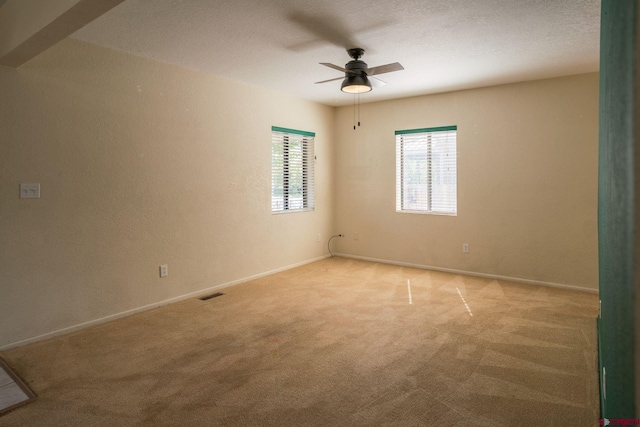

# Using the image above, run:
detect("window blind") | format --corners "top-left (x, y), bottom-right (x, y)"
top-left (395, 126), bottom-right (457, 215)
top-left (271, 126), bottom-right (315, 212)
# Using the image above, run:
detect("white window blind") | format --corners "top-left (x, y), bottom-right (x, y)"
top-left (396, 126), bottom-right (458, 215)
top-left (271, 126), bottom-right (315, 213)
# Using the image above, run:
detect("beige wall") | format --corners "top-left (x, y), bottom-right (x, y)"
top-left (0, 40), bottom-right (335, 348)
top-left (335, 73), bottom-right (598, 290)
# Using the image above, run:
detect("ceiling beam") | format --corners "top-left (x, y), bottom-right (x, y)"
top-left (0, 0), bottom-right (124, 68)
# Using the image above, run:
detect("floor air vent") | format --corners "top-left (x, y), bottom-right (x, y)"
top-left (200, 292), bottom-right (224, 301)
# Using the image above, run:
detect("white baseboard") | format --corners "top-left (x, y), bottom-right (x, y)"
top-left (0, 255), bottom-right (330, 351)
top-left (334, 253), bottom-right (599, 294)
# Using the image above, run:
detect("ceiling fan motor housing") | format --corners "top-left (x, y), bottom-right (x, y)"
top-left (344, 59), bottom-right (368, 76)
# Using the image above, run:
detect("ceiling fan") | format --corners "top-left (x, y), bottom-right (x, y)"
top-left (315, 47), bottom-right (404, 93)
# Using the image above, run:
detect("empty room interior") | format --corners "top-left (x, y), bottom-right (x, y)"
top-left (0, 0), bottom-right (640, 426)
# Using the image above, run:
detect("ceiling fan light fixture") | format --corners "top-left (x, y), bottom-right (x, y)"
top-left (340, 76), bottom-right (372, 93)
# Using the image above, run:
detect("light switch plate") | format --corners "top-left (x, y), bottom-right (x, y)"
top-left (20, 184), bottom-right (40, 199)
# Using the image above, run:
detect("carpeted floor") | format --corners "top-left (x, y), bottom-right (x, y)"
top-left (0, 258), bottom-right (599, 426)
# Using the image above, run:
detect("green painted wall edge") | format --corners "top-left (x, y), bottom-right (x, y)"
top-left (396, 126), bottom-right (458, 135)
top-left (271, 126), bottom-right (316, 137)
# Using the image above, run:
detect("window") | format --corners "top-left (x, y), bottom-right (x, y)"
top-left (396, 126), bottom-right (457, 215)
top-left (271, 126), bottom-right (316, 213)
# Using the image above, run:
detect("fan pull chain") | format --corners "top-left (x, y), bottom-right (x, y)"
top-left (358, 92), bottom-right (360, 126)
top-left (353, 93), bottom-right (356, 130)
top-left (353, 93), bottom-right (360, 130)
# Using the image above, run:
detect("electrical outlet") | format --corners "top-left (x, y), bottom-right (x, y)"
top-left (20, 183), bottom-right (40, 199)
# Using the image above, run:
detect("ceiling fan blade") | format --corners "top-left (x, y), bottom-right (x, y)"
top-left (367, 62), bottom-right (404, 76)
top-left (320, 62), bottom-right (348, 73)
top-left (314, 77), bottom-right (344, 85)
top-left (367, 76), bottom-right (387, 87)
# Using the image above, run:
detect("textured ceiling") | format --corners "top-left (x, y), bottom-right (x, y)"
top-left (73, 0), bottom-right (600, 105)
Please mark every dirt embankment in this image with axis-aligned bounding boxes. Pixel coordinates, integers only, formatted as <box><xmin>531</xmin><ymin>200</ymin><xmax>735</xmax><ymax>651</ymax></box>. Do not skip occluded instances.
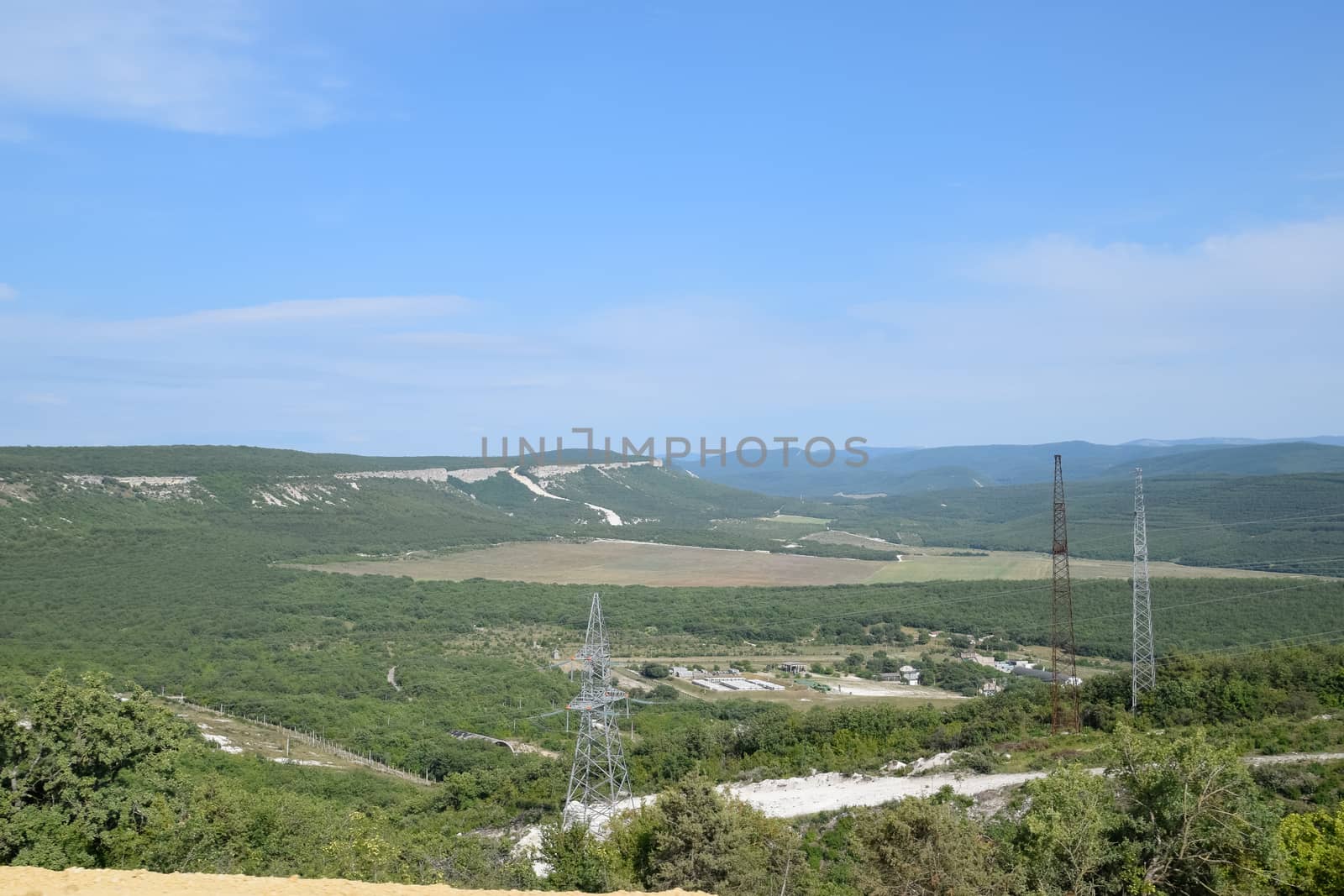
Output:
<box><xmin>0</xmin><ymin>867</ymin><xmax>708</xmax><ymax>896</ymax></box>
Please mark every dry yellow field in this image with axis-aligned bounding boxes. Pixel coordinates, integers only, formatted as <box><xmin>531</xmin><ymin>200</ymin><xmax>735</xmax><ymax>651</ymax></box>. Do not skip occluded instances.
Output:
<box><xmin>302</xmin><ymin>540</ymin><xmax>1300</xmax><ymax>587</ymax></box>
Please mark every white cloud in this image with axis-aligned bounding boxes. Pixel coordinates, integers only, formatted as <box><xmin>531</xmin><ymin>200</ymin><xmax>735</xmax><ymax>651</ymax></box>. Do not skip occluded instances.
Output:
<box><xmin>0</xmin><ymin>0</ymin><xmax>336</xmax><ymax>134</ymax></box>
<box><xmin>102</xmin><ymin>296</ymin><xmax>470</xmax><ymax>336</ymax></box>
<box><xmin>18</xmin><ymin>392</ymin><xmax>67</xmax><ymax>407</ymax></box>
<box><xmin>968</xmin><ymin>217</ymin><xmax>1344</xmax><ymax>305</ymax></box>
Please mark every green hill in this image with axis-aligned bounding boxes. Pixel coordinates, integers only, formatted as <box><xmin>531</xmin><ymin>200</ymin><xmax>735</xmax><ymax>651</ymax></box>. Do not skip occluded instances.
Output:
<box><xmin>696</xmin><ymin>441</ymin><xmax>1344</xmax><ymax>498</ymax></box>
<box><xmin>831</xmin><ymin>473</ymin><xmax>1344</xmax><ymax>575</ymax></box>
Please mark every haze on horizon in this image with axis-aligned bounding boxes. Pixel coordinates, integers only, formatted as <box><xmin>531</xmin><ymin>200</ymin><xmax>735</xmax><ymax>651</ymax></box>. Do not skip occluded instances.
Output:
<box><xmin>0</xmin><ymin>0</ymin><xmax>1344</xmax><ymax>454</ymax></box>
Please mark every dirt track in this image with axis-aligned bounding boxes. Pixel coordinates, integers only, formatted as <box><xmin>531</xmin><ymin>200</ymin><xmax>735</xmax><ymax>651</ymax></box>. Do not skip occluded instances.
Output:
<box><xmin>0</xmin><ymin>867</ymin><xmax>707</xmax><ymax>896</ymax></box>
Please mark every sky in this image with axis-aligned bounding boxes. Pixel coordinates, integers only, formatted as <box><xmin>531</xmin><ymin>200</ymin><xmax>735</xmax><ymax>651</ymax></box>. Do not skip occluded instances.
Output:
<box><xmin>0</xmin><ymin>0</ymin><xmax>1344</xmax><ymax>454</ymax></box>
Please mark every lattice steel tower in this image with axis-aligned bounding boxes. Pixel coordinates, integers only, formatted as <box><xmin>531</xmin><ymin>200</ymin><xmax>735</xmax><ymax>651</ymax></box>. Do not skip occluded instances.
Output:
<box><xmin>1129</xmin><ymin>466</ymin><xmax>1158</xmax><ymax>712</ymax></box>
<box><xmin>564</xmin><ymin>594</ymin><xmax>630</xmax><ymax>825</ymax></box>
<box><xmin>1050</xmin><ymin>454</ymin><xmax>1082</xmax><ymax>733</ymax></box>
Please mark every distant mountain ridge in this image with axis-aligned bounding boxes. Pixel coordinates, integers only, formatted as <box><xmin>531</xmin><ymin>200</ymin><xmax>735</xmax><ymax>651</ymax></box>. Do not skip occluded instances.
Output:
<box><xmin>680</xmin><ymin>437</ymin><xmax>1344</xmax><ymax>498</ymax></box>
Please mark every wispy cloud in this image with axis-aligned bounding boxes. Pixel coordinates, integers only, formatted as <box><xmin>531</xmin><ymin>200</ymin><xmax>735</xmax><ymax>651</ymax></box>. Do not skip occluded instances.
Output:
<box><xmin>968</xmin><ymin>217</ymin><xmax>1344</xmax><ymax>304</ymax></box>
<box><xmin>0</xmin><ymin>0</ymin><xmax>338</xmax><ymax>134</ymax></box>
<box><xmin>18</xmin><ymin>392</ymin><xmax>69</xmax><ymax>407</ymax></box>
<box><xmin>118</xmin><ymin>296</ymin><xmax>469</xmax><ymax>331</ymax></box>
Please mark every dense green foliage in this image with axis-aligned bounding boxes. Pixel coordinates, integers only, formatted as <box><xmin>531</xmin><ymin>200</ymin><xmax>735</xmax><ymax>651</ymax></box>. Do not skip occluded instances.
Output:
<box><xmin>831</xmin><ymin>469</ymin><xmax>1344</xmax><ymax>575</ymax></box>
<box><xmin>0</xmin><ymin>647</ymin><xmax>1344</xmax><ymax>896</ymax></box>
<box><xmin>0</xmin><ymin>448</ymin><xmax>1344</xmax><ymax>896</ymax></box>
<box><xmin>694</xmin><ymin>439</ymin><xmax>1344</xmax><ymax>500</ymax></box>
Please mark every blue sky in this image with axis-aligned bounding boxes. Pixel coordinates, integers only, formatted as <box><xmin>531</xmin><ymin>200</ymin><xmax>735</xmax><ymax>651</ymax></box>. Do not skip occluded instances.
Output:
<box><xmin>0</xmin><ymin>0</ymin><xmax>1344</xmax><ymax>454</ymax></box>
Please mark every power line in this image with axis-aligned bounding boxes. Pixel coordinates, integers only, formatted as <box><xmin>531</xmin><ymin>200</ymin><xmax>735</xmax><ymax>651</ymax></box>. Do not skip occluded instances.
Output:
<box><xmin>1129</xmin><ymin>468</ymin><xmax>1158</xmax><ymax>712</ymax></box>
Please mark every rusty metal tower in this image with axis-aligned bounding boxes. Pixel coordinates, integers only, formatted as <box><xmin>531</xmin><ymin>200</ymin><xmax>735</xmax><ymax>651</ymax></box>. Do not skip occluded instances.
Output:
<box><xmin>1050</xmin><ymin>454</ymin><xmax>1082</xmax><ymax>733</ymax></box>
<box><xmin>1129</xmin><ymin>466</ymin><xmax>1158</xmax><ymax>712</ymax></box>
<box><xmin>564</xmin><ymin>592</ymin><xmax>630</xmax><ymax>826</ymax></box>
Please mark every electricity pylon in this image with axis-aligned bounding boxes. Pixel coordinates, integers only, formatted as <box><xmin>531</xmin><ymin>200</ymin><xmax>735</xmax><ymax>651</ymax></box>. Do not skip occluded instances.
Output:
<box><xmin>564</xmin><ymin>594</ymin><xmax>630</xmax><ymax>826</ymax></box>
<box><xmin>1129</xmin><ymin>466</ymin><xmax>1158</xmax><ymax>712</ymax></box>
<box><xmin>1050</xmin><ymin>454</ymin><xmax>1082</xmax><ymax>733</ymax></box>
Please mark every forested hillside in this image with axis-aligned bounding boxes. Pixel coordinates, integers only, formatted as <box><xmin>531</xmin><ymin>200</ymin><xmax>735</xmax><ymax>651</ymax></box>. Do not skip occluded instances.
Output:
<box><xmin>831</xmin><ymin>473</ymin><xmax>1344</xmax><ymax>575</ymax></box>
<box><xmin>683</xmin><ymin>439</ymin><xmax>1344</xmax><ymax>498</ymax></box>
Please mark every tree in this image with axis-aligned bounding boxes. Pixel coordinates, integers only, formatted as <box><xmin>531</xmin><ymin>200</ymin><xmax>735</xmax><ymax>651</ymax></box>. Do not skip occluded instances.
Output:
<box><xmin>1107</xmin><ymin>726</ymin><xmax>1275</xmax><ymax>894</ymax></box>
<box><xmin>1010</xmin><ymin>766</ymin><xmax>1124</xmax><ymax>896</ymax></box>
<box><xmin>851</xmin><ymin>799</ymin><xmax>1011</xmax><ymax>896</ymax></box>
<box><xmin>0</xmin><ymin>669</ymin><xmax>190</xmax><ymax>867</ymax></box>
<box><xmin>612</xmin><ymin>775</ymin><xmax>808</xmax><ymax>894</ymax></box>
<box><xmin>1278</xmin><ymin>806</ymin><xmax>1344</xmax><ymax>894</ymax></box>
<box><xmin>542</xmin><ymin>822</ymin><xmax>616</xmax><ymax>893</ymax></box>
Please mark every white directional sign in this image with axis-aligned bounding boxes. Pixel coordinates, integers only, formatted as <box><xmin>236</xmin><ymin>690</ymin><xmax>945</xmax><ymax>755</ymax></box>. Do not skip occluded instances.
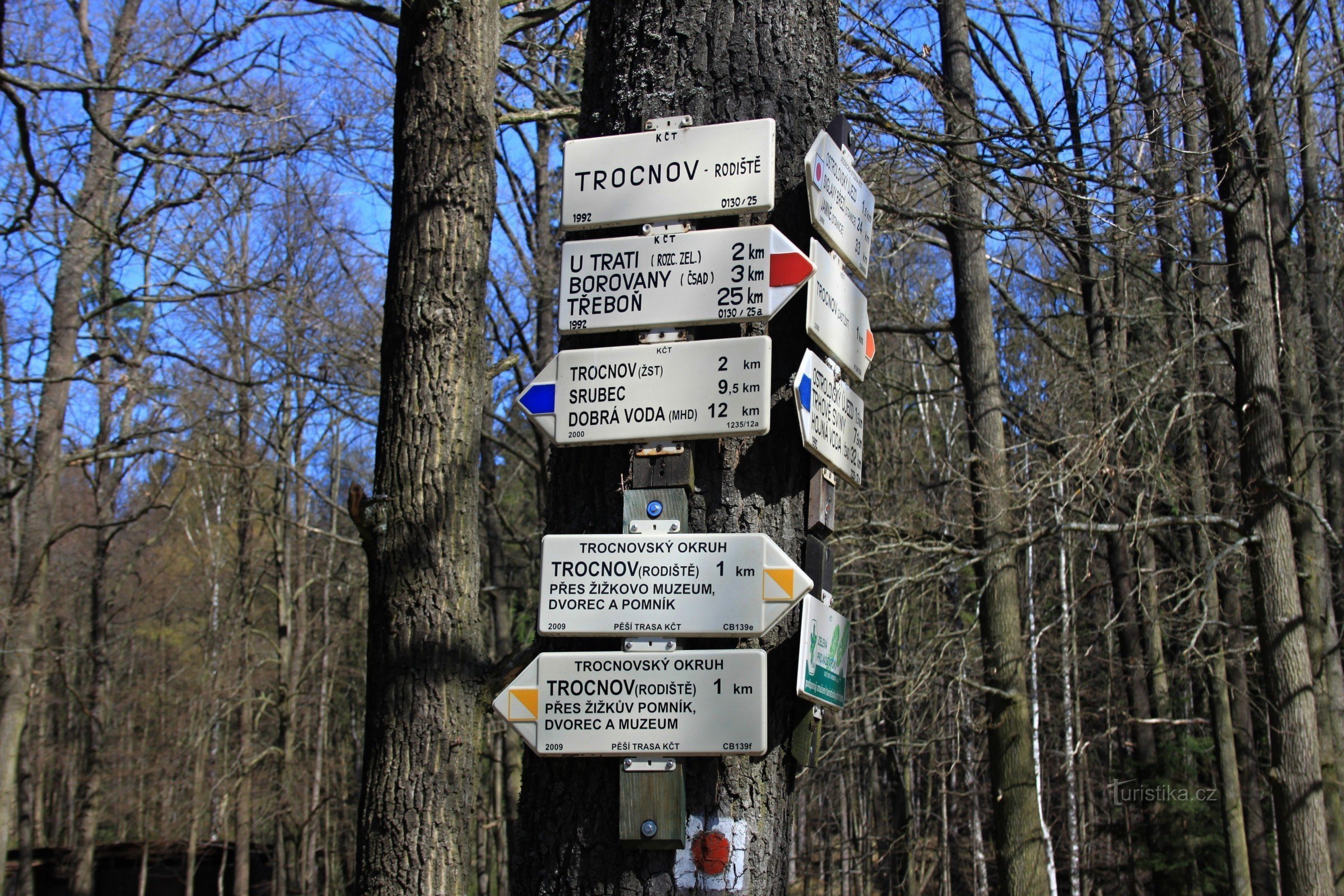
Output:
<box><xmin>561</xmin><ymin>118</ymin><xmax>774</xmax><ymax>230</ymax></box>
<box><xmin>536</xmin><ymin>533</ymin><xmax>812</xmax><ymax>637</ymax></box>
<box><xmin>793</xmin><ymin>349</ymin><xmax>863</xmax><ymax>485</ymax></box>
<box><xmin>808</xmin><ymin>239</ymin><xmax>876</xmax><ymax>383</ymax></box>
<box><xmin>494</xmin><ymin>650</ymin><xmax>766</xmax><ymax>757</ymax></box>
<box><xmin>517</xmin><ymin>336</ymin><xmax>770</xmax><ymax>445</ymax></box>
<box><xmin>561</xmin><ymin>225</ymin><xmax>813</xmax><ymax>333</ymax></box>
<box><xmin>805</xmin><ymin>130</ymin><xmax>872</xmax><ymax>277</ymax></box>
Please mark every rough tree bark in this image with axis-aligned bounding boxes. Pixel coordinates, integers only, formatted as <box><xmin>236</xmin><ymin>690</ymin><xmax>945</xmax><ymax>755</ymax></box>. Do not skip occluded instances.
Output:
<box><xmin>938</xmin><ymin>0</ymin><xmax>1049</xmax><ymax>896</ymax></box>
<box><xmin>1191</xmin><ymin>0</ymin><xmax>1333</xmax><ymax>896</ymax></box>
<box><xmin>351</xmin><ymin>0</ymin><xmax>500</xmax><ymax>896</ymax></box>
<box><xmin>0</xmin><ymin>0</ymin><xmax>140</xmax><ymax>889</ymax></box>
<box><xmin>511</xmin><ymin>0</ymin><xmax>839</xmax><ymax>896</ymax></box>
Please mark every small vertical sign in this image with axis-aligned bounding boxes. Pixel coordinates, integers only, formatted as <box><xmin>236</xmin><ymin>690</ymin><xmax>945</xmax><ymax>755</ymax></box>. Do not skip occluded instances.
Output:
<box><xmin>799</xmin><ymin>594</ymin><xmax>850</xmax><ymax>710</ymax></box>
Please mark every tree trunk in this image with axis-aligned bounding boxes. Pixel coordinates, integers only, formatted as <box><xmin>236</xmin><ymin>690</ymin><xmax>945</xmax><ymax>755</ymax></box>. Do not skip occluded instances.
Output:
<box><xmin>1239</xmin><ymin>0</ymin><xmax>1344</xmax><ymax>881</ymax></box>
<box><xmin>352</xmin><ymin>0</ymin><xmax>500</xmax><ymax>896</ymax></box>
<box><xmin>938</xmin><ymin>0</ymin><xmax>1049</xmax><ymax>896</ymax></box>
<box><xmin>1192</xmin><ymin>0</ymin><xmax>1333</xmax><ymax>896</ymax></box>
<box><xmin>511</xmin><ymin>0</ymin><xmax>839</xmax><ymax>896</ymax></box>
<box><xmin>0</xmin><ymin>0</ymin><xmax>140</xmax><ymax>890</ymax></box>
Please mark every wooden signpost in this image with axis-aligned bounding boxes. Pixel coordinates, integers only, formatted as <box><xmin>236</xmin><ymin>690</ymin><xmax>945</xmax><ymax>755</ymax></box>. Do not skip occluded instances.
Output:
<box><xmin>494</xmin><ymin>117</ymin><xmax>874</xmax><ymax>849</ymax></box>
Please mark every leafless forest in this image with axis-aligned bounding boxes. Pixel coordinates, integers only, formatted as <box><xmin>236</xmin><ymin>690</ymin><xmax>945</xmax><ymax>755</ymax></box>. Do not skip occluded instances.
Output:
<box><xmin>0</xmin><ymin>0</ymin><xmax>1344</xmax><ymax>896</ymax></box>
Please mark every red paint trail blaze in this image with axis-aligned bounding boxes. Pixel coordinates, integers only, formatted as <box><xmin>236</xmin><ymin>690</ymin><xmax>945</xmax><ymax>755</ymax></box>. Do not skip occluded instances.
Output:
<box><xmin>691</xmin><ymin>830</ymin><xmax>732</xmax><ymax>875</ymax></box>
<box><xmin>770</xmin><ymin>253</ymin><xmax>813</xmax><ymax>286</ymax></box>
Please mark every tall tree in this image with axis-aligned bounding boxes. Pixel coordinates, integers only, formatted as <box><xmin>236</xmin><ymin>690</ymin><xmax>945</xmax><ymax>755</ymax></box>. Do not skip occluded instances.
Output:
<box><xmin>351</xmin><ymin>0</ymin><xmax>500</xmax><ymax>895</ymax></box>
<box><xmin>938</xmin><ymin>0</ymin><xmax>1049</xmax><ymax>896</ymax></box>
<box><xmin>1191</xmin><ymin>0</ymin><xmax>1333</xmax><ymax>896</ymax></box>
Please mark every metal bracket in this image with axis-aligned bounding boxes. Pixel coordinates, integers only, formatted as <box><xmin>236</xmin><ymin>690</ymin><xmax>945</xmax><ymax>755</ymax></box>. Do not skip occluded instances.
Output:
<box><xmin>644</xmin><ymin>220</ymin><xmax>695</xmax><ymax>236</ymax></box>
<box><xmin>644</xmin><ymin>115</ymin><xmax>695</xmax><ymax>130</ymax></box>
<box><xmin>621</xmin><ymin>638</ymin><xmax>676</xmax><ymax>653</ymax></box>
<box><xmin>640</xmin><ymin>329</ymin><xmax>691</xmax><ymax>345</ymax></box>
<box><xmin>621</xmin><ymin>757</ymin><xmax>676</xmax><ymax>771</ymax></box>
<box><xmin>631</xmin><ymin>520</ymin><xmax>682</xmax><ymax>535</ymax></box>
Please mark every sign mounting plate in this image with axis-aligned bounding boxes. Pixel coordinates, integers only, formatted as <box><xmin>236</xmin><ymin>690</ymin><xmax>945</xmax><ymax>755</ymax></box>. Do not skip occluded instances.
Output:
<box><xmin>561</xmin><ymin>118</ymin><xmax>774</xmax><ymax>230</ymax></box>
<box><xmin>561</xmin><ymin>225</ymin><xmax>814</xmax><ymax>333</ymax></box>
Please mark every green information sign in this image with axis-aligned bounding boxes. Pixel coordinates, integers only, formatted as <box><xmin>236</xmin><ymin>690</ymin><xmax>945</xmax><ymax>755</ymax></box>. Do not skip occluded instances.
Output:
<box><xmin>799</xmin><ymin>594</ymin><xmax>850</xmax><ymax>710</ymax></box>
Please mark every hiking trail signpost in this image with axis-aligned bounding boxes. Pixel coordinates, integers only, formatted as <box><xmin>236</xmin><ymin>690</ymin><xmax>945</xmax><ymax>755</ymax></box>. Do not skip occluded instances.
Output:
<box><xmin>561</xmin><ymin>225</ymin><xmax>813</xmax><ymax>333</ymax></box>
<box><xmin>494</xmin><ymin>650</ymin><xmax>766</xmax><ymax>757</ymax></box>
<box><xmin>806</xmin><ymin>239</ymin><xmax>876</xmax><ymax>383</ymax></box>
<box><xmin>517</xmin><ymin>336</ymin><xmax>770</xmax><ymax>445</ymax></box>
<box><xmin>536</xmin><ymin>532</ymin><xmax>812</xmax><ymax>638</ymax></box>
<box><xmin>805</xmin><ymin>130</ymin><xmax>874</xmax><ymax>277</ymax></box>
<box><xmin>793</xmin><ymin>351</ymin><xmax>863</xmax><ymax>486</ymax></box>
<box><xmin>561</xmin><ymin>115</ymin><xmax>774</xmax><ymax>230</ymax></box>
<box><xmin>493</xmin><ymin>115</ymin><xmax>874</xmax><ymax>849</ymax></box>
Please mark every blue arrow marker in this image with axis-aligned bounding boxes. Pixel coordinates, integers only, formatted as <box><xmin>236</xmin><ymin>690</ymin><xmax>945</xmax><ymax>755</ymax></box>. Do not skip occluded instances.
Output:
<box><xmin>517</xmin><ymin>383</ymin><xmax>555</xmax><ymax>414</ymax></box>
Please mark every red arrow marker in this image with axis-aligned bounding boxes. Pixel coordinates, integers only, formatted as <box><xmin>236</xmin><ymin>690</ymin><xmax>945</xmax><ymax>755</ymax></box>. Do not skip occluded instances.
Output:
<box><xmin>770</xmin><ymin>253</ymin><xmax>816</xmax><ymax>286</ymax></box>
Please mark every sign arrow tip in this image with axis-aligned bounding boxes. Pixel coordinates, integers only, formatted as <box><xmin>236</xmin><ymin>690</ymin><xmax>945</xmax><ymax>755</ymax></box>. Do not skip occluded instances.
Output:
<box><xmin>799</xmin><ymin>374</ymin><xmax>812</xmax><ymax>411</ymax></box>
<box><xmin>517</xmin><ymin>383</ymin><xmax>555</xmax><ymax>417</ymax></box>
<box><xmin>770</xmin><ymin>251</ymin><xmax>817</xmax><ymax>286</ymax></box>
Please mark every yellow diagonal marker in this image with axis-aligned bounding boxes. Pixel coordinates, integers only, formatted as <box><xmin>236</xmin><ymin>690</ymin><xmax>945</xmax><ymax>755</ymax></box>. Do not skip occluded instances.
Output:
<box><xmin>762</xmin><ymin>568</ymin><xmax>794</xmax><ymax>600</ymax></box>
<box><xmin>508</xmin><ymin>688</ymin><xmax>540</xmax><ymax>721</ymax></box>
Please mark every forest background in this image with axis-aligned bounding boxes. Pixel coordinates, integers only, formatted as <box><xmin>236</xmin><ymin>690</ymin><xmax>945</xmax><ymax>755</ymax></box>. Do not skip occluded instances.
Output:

_REQUEST_
List every line of the records that contains the string "floor", treating uppercase and lowercase letters as different.

_EXPECTED ANSWER_
detect("floor air vent") | format --corners "top-left (x, y), bottom-right (x, y)"
detect("carpeted floor") | format --corners "top-left (x, y), bottom-right (x, y)"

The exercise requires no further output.